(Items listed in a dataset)
┄┄┄┄┄┄┄┄┄┄

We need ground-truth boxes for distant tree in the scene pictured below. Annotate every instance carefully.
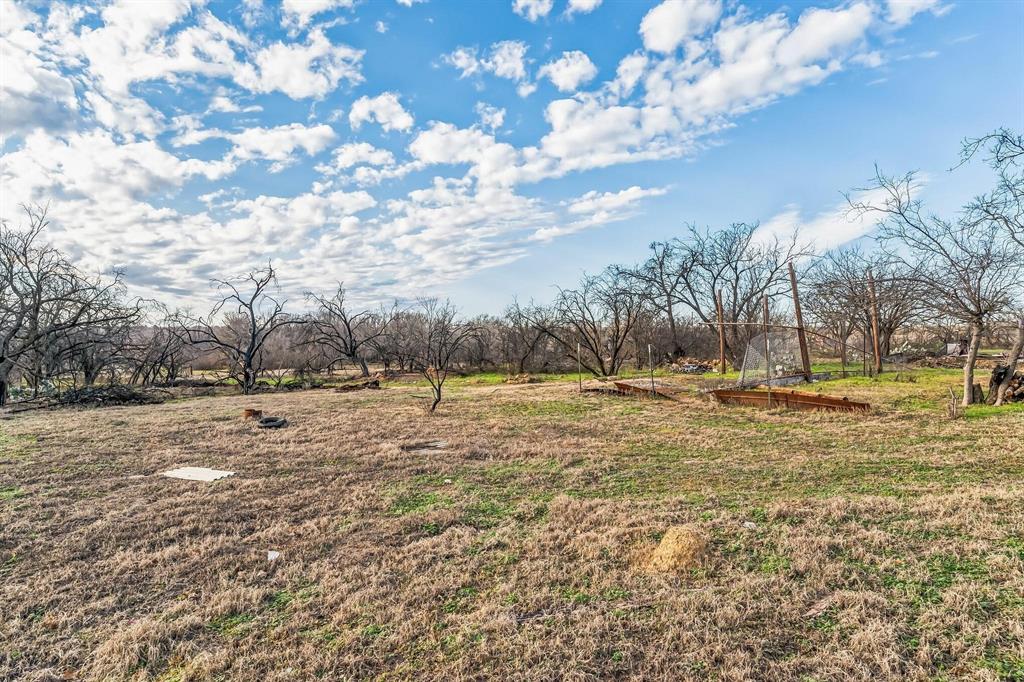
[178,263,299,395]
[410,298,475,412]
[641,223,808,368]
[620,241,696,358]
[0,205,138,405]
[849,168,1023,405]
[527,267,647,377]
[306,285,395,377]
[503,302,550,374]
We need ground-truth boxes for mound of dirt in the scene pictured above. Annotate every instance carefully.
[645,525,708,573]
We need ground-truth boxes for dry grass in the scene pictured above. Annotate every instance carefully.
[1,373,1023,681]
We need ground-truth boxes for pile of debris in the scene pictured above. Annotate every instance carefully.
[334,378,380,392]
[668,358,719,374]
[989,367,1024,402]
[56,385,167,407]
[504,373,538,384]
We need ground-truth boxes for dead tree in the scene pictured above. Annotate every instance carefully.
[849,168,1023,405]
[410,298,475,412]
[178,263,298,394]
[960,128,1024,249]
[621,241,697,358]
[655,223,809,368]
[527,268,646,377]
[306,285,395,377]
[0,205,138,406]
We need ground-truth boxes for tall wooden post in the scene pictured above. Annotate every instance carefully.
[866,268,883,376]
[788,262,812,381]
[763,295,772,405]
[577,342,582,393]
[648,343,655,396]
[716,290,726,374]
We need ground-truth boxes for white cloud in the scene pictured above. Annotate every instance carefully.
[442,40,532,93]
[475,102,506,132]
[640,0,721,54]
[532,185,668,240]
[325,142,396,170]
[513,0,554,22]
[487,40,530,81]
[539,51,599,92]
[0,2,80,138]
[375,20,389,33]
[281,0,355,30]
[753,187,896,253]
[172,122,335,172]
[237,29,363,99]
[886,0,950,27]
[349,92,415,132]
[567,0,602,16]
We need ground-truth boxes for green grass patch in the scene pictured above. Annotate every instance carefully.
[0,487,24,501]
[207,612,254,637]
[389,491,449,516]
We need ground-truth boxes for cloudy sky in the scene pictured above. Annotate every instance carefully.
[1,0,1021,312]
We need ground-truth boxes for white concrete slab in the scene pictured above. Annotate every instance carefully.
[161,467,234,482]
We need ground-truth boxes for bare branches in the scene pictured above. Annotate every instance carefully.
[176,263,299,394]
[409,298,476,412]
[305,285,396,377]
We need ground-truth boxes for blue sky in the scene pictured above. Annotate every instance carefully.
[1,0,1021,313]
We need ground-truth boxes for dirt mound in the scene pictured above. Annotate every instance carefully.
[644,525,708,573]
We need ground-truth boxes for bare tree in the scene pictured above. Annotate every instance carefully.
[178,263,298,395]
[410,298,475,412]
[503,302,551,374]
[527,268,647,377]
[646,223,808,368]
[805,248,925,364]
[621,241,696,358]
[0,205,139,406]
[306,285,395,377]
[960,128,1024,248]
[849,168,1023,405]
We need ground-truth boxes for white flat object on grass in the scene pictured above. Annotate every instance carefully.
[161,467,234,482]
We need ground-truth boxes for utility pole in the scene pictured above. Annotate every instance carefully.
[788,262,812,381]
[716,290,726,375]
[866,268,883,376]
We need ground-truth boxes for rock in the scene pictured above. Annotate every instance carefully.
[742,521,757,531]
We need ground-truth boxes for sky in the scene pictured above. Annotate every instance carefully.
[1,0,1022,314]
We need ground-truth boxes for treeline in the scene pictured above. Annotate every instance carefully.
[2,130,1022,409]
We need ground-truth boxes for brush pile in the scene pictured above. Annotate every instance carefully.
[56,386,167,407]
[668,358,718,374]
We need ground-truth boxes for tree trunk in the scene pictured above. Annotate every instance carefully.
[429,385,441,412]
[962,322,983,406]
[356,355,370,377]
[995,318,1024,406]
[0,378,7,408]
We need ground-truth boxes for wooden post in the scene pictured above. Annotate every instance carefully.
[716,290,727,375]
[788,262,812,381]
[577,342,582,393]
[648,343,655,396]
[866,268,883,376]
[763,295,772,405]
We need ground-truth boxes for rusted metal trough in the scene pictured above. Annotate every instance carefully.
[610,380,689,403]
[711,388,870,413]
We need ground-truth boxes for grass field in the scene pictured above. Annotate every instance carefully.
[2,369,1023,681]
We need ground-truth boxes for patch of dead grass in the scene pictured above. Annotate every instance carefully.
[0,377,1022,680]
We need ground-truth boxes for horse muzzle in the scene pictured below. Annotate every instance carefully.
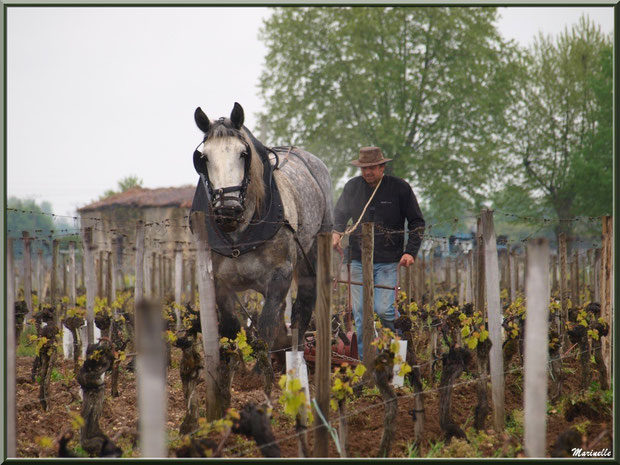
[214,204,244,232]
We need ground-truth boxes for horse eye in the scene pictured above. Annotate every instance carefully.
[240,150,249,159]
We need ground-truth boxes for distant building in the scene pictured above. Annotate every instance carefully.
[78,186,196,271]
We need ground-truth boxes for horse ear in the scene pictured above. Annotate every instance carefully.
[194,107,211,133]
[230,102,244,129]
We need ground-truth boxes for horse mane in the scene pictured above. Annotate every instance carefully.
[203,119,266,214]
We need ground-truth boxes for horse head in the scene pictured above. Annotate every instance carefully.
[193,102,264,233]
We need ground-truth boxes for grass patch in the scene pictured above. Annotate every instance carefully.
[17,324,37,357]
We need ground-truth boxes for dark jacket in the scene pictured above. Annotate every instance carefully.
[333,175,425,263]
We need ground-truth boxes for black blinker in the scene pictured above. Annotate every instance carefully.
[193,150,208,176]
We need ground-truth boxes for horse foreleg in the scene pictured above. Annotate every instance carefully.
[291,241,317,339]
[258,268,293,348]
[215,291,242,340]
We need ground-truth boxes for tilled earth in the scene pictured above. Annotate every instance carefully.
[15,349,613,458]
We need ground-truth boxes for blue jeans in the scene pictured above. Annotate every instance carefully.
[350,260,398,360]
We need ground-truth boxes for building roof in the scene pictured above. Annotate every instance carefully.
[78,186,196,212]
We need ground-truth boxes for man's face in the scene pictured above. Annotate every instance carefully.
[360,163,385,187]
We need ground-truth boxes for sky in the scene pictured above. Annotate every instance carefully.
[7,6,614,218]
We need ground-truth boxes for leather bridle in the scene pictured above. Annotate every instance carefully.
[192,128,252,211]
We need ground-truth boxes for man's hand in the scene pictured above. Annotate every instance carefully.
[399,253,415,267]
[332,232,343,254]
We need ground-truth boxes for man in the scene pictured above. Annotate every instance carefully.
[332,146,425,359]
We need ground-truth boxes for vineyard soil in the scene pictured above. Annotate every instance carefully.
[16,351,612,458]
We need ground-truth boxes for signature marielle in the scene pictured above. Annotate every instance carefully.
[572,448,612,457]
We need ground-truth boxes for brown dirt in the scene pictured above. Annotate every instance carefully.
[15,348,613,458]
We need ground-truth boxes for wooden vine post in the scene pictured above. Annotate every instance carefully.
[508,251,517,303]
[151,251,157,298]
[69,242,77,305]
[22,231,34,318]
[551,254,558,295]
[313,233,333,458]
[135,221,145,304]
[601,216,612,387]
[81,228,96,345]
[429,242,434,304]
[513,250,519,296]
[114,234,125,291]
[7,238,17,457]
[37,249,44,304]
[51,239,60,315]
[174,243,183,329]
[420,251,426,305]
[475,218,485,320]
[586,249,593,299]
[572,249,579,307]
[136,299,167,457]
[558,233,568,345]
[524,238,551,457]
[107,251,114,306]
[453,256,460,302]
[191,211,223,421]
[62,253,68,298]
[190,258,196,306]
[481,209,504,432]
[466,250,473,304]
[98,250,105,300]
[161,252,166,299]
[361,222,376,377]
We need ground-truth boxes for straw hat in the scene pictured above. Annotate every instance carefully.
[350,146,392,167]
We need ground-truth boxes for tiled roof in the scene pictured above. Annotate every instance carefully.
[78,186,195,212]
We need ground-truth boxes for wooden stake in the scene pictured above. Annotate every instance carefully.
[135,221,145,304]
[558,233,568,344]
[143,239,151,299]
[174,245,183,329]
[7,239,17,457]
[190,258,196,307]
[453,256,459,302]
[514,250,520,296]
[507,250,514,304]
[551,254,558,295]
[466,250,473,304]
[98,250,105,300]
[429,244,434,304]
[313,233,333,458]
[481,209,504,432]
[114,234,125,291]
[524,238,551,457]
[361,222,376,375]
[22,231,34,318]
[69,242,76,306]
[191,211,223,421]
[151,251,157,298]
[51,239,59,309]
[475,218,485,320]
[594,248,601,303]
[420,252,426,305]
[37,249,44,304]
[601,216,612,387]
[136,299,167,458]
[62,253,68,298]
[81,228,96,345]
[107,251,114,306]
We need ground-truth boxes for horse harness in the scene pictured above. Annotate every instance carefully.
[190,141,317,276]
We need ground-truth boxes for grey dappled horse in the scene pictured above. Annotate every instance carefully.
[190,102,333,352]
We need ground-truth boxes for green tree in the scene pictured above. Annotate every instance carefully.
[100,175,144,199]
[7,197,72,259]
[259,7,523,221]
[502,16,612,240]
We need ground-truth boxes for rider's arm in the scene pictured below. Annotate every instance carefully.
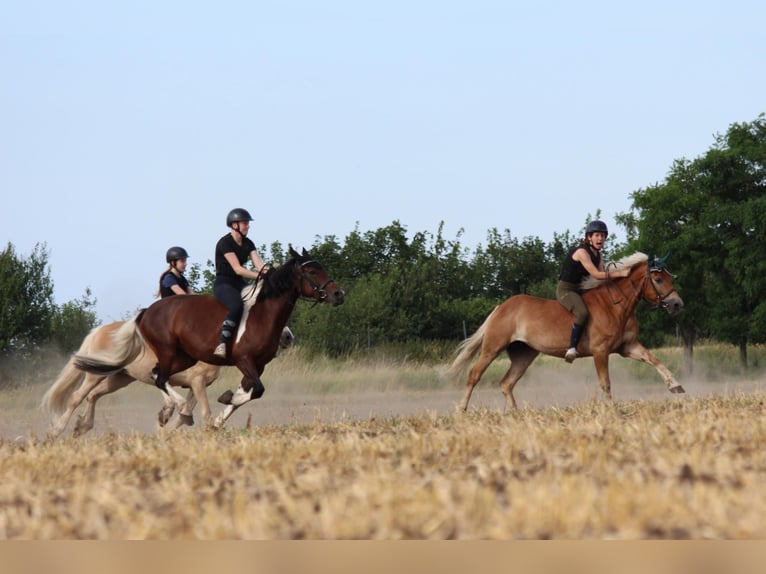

┄┄┄┄┄┄┄┄┄┄

**What the task requires:** Every line from the one containing "We need ground-truth boxes for horse harness" through the last line of the data, both included, is to be repeated exactly; the pictures are to be left out.

**Exercise solution:**
We need ground-truth boxes for horse harness in the scene pictured above. Annotate every instance carefully.
[190,141,317,276]
We need ground-truth boxes for grey dappled horse in the scene pictured above. Annotate every instance carefully.
[190,102,333,352]
We need ground-truth boxes for green tree in the scene pictured above. Annotate every instance carefully.
[100,175,144,199]
[7,197,72,259]
[259,7,523,221]
[502,16,612,240]
We need ground-truth boxes for rider's arm in the scene pictured below. Annotate every instance carefully.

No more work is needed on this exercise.